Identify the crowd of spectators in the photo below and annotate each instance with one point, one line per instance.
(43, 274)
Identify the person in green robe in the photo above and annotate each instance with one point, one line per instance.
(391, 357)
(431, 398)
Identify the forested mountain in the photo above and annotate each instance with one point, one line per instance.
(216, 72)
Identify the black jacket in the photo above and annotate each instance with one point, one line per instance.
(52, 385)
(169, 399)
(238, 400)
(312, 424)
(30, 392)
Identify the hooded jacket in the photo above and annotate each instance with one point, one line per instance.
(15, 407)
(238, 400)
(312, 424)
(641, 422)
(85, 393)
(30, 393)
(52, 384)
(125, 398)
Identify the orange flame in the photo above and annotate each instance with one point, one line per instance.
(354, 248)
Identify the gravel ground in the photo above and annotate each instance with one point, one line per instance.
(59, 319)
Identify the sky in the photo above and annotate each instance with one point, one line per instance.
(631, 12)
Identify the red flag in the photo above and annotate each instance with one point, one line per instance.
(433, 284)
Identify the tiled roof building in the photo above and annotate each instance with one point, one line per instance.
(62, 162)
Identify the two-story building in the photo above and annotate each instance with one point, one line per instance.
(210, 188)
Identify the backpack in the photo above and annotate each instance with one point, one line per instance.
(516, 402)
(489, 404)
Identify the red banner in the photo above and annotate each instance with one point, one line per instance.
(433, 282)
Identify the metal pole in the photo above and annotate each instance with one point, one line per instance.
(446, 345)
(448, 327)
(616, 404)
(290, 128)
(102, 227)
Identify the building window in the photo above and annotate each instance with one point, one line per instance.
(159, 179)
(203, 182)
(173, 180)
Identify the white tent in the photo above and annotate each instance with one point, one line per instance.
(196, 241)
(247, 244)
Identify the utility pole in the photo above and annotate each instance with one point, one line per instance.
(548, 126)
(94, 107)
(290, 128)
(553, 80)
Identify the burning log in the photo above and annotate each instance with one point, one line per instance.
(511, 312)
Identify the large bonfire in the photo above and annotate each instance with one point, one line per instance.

○ ○ ○

BRIEF - Turn everything from the line containing "Identify the two-story" down to the end of the records into a Markdown table with the columns Row and Text, numbering each line in Row and skipping blank lines.

IN RESPONSE -
| Row | Text |
|---|---|
| 1 | Identify the two-story building in the photo above and annotate each instance with one point, one line per instance. |
| 2 | (210, 188) |
| 3 | Identify the backpack in the photo above and annotate each instance with one point, one line per instance. |
| 4 | (516, 402) |
| 5 | (489, 404) |
| 6 | Identify the red banner in the photo above and annotate each instance with one point, one line per instance. |
| 7 | (433, 282) |
| 8 | Identify the metal pole in the photo above and annotate each instance with one point, one line per instance. |
| 9 | (446, 345) |
| 10 | (448, 327) |
| 11 | (616, 404) |
| 12 | (290, 128) |
| 13 | (102, 227) |
| 14 | Identify the building window in the photo above and annotate each instance with one point, one line per instance. |
| 15 | (159, 179) |
| 16 | (203, 182) |
| 17 | (173, 180) |
| 18 | Identify the white tent in the photo above and annotate each instance with one point, one line per instance. |
| 19 | (196, 241) |
| 20 | (247, 244) |
| 21 | Identify the utility pole in the photo above and annotate each instance with one point, one line per instance. |
| 22 | (548, 126) |
| 23 | (94, 107) |
| 24 | (290, 128) |
| 25 | (553, 80) |
| 26 | Identify the burning log in the photo above and annotate each instance with one point, one line per instance. |
| 27 | (511, 312) |
| 28 | Identify the large bonfire in the photo above and annotate each instance with one point, one line per instance. |